start Source data

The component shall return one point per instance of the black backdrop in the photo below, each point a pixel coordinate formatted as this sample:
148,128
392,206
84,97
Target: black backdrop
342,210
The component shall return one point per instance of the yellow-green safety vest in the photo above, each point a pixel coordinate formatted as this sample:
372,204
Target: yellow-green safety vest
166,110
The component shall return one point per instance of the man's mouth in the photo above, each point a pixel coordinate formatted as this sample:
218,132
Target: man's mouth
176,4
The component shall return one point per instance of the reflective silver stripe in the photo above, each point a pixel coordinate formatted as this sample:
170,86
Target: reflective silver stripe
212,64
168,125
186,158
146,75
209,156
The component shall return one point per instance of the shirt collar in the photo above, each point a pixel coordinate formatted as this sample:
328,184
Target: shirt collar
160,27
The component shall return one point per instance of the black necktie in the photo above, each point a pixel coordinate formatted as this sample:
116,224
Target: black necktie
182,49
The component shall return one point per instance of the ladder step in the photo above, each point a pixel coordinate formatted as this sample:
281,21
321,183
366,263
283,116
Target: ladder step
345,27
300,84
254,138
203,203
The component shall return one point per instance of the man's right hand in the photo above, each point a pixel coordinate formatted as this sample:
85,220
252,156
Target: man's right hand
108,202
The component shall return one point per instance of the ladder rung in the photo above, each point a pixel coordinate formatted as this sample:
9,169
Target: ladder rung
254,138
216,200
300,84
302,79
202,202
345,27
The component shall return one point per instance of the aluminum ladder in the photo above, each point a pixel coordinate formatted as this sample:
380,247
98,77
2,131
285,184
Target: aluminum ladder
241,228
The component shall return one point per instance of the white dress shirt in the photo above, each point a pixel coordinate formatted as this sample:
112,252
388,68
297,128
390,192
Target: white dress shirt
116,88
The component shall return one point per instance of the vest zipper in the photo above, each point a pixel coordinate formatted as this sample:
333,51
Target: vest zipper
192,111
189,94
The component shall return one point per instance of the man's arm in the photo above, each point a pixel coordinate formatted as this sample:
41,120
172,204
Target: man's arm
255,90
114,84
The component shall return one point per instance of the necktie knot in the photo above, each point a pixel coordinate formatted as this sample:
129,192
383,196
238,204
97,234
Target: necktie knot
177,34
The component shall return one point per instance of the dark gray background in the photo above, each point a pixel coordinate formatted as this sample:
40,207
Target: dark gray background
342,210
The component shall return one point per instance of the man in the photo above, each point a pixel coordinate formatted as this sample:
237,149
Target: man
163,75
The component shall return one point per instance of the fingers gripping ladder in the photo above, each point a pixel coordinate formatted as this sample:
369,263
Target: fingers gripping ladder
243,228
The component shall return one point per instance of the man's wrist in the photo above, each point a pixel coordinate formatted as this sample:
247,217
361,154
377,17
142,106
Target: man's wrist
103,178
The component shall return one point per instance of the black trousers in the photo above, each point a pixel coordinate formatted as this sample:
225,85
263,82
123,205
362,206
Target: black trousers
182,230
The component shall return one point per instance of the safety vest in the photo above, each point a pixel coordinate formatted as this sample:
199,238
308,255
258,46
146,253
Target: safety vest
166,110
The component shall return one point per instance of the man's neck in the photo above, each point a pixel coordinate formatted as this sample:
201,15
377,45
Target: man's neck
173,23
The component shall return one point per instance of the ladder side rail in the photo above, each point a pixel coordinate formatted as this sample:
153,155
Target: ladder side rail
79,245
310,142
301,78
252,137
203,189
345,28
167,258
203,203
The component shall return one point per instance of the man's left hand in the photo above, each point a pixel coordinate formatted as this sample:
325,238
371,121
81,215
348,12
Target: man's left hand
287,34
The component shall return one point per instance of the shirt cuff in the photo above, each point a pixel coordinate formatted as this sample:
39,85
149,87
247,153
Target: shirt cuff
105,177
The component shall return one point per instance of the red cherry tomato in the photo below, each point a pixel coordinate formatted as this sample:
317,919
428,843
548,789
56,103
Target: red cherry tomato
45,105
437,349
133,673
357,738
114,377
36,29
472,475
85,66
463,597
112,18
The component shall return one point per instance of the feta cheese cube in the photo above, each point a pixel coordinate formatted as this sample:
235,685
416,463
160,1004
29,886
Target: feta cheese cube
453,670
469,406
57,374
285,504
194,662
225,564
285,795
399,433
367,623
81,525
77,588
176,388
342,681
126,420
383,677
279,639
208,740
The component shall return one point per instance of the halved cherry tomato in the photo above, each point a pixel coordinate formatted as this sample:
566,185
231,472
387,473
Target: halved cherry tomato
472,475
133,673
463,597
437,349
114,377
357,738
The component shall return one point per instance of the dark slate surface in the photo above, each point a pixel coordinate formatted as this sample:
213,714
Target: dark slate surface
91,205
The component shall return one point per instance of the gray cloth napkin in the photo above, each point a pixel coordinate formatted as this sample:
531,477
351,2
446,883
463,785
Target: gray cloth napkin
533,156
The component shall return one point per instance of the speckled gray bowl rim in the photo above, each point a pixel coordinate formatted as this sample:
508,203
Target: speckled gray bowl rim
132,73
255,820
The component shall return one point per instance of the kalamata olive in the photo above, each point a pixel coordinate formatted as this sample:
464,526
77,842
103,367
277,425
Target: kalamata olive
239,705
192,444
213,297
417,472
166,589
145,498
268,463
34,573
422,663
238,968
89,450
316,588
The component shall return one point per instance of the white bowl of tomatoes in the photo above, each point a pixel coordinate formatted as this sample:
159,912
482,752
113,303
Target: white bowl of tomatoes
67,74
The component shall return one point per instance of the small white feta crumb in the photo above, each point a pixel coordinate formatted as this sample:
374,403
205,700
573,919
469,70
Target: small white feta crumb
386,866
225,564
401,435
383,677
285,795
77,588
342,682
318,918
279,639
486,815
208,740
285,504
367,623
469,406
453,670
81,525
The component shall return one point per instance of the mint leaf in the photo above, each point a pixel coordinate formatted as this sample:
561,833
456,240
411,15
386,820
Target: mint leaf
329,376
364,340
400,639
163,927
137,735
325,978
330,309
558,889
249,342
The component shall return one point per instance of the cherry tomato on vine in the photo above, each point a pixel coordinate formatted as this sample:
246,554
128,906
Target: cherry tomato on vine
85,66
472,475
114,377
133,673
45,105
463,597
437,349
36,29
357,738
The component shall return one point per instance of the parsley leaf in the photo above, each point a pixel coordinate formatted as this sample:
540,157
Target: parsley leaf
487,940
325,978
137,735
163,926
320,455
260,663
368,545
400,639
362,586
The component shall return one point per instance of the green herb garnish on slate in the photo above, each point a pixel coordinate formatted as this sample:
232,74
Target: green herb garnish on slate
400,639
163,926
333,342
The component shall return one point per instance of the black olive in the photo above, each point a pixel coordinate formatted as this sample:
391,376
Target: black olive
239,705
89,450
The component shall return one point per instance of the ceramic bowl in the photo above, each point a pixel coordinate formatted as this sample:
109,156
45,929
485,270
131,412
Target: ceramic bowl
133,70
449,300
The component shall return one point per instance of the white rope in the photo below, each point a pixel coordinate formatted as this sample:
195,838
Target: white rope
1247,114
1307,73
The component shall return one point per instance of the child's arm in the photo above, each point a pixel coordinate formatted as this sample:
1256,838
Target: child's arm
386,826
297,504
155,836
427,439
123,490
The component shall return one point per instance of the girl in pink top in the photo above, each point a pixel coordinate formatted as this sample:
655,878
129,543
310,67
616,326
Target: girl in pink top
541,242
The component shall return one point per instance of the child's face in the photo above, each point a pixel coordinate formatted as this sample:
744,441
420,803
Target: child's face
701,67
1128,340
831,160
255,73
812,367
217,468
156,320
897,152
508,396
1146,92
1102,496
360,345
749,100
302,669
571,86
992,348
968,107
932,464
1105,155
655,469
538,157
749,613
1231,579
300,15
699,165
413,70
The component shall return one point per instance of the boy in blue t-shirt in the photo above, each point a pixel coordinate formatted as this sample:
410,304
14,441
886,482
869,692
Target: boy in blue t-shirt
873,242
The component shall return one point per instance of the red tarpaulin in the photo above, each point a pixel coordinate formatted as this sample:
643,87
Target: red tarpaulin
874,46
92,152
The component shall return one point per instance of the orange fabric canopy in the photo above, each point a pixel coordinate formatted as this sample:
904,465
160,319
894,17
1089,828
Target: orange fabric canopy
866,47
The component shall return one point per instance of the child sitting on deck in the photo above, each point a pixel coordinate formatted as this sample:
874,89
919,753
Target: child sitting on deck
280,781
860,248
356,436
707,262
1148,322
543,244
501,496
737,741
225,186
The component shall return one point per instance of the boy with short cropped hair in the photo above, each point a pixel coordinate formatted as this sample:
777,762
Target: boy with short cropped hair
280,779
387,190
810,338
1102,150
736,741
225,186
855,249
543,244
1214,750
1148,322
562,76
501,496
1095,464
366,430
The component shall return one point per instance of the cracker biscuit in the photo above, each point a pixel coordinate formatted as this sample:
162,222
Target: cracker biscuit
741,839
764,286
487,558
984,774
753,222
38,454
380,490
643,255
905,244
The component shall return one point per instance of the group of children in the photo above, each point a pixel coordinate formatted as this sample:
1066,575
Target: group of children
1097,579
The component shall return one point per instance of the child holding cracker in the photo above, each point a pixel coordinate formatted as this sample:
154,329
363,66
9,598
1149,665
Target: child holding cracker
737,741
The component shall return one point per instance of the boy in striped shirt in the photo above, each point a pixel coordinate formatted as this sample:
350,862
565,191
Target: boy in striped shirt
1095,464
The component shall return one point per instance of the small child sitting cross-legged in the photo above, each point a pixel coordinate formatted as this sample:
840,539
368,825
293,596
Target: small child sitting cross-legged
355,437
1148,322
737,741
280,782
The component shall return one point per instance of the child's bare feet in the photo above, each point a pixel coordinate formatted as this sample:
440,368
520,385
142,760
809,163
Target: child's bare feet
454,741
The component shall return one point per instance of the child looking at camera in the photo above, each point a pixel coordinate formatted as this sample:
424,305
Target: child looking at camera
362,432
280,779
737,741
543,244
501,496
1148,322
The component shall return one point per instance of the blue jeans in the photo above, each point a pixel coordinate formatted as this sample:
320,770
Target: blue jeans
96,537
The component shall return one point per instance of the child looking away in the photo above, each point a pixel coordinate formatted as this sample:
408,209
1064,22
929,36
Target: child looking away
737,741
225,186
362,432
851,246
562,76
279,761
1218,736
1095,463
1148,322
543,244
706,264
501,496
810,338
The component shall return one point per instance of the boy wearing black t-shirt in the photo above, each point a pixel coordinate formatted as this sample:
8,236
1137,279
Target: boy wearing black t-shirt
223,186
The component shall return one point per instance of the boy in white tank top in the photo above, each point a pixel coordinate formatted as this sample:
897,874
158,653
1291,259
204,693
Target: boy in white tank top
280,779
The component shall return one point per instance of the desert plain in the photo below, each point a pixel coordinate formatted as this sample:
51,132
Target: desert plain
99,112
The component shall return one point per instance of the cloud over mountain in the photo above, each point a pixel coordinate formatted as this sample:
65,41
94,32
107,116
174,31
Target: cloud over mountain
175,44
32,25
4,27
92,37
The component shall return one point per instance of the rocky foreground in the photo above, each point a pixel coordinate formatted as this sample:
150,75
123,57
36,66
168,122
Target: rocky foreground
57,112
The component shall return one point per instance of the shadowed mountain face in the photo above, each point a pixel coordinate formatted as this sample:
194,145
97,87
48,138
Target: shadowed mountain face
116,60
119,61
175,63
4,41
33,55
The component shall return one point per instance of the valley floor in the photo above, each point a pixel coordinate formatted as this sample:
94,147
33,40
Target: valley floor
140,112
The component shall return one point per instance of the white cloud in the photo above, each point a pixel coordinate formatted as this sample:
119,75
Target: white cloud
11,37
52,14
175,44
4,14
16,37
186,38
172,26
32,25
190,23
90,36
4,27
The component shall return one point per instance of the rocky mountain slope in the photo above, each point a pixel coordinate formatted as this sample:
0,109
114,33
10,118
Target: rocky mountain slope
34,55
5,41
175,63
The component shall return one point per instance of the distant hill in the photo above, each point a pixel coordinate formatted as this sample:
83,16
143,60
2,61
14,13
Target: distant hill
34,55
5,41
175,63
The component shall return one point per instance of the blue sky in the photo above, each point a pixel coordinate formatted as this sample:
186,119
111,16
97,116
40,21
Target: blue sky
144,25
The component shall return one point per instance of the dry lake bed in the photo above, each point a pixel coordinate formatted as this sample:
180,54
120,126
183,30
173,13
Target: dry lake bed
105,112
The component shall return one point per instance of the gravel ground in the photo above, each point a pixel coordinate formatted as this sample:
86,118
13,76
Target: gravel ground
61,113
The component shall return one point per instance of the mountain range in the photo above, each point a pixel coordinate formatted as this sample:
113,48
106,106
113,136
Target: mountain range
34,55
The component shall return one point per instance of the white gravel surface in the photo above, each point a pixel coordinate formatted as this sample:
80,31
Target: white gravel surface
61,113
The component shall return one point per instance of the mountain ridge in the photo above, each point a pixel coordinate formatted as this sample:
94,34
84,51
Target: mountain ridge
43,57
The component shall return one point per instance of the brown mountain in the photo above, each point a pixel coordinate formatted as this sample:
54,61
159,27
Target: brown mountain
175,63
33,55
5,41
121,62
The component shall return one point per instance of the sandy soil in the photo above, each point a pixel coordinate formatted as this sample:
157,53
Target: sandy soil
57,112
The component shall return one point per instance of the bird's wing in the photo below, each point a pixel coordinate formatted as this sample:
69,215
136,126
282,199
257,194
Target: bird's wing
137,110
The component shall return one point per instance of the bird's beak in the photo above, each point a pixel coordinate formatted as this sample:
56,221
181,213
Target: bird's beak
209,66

end Source data

__Task objective__:
With the line containing "the mountain range" as the first and the last line of the records as the final one, print exactly the lines in that span.

__The answer__:
The component shall return one point per instance of the mountain range in the photo above, each point a pixel coordinate formatted as this sample:
113,48
106,106
113,136
Target: mountain range
34,55
The component shall return one point per instance of the white gravel surface in the photo above, each point a pixel coordinate formatted as this sample:
80,31
Target: white gravel surface
61,113
The component shall return one point per instance of the mountain ridge in the photo above, each point a pixel coordinate formatted as this sample:
94,34
84,51
Target: mountain ridge
43,57
The component shall return one point per instance of the brown mountain in the photo above, each point a pixel coordinate formatted as this sample:
54,61
159,27
Target: brown mountain
175,63
33,55
5,41
121,62
The component shall return one point per instance of the sandy soil in the photo above, each point a pixel coordinate formatted as this sample:
157,53
Target: sandy soil
57,112
The component shall return one point per instance of the bird's wing in the photo below, each point a pixel coordinate formatted as this sample:
69,215
136,126
282,199
257,194
Target: bird's wing
137,110
The component shall return one point per instance of the bird's beak in the photo above, each point a pixel coordinate formatted as this sample:
56,221
181,213
Target: bird's beak
209,66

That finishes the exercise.